***** Фрагмент текста *****
Как вы выносите это напряжение,
ведь два-три стихотворения в год,
знаю по собственному опыту, — это
очень тяжело. И одновременно —
утроенное внимание извне к каждому
“шедевру” и отсутствие “воздуха”
слабых стихотворений…
— Внесу наконец
ясность, а то мне этим малописанием
уже начинают глаза колоть.
“Сочиняю” я, как
среднестатистический стихотворец,
то есть все время, когда, конечно,
голова свободна. Я записываю
редко, а печатаю — и того реже. Вот и
все. Потому что я с юности был
решительно не согласен с
пастернаковским: “Но пораженья от
победы/Ты сам не должен отличать…”
*****
Задание 1: Масштабируйте записи от строки с «Practice. Spot the building» до конца записей включительно. Приведите заново только эти строки вместе с запросами, умножив каждое число в ответах (координаты отметок) на 0,4 и округлив до целого, причем половины округляются вверх, а числа в запросах и в образцах формата оставьте без изменений.
***** Записи *****
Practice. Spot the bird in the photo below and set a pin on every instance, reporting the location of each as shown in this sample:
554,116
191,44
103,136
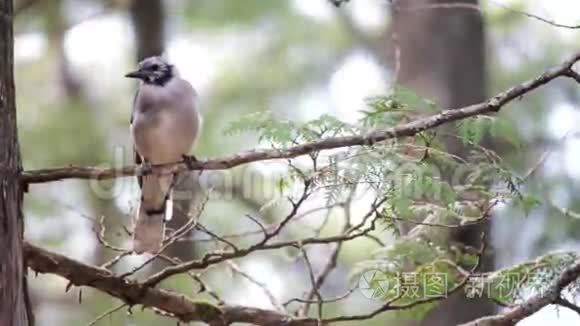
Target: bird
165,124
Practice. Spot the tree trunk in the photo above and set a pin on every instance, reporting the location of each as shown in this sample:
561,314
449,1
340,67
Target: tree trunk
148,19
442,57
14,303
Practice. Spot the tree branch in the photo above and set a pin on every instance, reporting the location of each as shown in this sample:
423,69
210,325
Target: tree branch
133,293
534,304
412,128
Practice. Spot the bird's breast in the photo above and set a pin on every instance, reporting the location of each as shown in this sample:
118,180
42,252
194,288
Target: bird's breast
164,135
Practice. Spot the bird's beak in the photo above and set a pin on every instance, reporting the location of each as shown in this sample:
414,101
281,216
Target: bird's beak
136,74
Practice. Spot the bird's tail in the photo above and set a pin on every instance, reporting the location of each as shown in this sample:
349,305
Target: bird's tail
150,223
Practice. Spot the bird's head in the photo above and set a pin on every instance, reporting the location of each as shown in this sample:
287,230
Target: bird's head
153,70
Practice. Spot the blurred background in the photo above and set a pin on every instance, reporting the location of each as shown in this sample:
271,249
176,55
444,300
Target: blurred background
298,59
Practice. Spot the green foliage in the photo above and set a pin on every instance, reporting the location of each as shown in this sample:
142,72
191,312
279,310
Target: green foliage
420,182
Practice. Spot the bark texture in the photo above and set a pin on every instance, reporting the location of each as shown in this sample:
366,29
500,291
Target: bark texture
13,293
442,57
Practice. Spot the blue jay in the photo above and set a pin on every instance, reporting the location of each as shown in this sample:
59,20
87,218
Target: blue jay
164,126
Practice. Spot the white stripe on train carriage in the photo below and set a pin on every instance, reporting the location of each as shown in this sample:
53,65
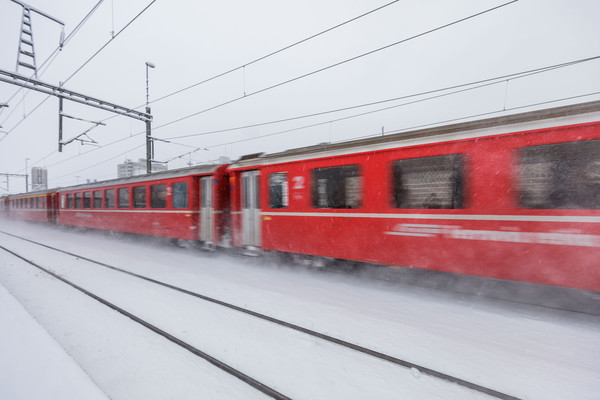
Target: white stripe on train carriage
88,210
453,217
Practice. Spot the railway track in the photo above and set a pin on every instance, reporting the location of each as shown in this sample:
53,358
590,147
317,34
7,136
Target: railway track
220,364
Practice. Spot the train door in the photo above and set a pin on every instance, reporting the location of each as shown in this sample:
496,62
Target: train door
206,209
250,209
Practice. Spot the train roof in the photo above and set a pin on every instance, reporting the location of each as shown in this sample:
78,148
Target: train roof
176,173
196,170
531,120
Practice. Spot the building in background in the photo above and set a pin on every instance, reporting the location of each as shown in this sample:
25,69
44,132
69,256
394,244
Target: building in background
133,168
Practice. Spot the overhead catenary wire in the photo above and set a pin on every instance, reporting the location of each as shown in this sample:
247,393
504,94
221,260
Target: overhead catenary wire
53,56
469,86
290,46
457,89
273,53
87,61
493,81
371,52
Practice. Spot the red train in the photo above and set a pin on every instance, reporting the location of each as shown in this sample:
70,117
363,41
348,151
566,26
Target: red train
*****
Задание 2: Допишите следующую часть текста о сочинении стихов.

Ответ 1:
Practice. Spot the building in background in the photo above and set a pin on every instance, reporting the location of each as shown in this sample:
25,69
44,132
69,256
394,244
Target: building in background
53,67
Practice. Spot the overhead catenary wire in the photo above and set a pin on every instance, reporting the location of each as shown in this sample:
247,393
504,94
221,260
Target: overhead catenary wire
21,22
188,34
116,18
183,36
109,21
35,24
197,32
148,21
Practice. Spot the red train in the photo above and set a pin on every instance, reporting the location of each as shown in this sample:
70,117
363,41
348,151
566,26
Target: red train

Ответ 2:
А кто же еще, спрашивается, будет
отличать, Пушкин, что ли? Пушкин,
кстати, отличал: “Ты сам свой
высший суд…” Тридцать лет назад я
писал по жиденькому стихотворению
в неделю. Но довольно скоро, слава
Богу, перешел на нынешний режим, от
чего, надеюсь, стихи мои только
выиграли в поэтической
содержательности. Я никому советов
не даю, но для меня такой распорядок
оптимален. Я не умею увлекаться с
места в карьер и путать бытовое
лирическое воодушевление с
литературой. Я вообще не
“поэтичен” в расхожем смысле
слова: не рассеян, не влюбчив (и
смолоду не был влюбчив), педантичен
до занудства и т. д.
— Что нужно,
по-вашему, чтобы написать удачное
стихотворение? И неудачное? Когда
Вы понимаете, что стихотворение
удалось или не удалось?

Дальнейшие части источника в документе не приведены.